Extract each line of the items below and reproduce it without any change.

A sequence of records:
>> Begin
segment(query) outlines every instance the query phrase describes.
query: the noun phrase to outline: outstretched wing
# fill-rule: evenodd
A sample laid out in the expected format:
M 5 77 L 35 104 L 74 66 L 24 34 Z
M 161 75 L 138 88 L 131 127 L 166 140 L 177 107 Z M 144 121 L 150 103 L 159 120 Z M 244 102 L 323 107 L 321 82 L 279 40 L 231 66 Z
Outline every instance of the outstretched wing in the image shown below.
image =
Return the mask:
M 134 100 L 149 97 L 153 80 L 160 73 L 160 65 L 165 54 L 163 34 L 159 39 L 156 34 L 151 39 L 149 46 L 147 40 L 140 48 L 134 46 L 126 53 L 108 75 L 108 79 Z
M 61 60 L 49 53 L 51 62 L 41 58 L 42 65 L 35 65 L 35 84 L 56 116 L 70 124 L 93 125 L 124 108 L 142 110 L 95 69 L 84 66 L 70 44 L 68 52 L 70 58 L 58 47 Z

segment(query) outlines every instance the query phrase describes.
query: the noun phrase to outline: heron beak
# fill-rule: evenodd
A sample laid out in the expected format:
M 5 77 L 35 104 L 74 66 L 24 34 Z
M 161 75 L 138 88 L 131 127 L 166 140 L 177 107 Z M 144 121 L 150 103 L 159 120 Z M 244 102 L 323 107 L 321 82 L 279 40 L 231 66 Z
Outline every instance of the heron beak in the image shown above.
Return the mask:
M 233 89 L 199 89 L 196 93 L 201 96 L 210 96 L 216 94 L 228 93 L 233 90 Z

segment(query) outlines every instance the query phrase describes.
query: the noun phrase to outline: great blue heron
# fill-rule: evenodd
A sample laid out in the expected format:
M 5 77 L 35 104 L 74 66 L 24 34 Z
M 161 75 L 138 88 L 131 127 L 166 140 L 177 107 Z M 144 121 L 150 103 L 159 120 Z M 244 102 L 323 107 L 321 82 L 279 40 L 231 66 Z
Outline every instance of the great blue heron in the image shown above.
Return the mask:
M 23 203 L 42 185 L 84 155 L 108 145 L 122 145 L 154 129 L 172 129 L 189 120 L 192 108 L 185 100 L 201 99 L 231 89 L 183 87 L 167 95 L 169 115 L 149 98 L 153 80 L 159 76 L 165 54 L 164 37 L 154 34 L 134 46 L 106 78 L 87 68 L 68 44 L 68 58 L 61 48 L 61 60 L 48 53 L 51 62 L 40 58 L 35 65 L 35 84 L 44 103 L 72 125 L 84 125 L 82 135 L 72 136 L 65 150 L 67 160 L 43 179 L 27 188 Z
>> End
Result for this exercise:
segment(query) outlines every instance the query phrase describes.
query: the noun phrase to outline: outstretched wing
# fill-rule: evenodd
A sample laid out in the expected format:
M 5 77 L 35 104 L 74 66 L 24 34 Z
M 161 75 L 138 88 L 131 127 L 166 140 L 177 107 Z M 144 121 L 150 103 L 159 120 Z M 244 102 L 323 107 L 321 82 L 279 40 L 231 66 Z
Outline every instance of the outstretched wing in the image shown below.
image =
Return the mask:
M 134 100 L 149 97 L 153 80 L 160 73 L 160 65 L 165 54 L 163 34 L 159 39 L 156 34 L 151 39 L 149 46 L 147 40 L 140 48 L 134 46 L 126 53 L 108 75 L 108 79 Z
M 61 60 L 49 53 L 51 62 L 41 58 L 42 65 L 35 65 L 35 84 L 56 116 L 70 124 L 93 125 L 124 108 L 142 110 L 95 69 L 84 66 L 70 44 L 68 52 L 70 58 L 58 47 Z

segment(query) outlines every instance the query phrase describes.
query: the noun phrase to outline: heron beak
# fill-rule: evenodd
A sample laid out in the expected format:
M 5 77 L 35 104 L 74 66 L 24 34 Z
M 161 75 L 138 88 L 131 127 L 166 140 L 177 107 Z M 144 121 L 150 103 L 159 120 Z M 244 102 L 323 107 L 321 82 L 279 40 L 231 66 Z
Outline every instance of the heron beak in the image shown above.
Return the mask:
M 233 89 L 199 89 L 196 93 L 201 96 L 210 96 L 216 94 L 228 93 L 233 90 Z

segment(query) outlines every instance the query phrase describes.
query: the noun phrase to outline: great blue heron
# fill-rule: evenodd
A sample laid out in the expected format:
M 5 77 L 35 104 L 74 66 L 24 34 Z
M 161 75 L 138 88 L 131 127 L 166 140 L 177 107 Z M 144 121 L 150 103 L 159 120 Z M 244 102 L 323 107 L 321 82 L 279 40 L 231 66 Z
Outline every instance of the great blue heron in the image shown above.
Return the mask:
M 23 203 L 42 185 L 84 155 L 108 145 L 122 145 L 154 129 L 172 129 L 189 120 L 192 108 L 185 100 L 201 99 L 231 89 L 183 87 L 167 95 L 169 115 L 149 98 L 153 80 L 159 76 L 165 54 L 164 37 L 154 34 L 134 46 L 106 78 L 87 68 L 68 44 L 68 58 L 61 48 L 61 60 L 48 53 L 51 62 L 40 58 L 35 65 L 35 84 L 44 103 L 72 125 L 84 125 L 82 135 L 72 136 L 65 150 L 67 160 L 43 179 L 27 188 Z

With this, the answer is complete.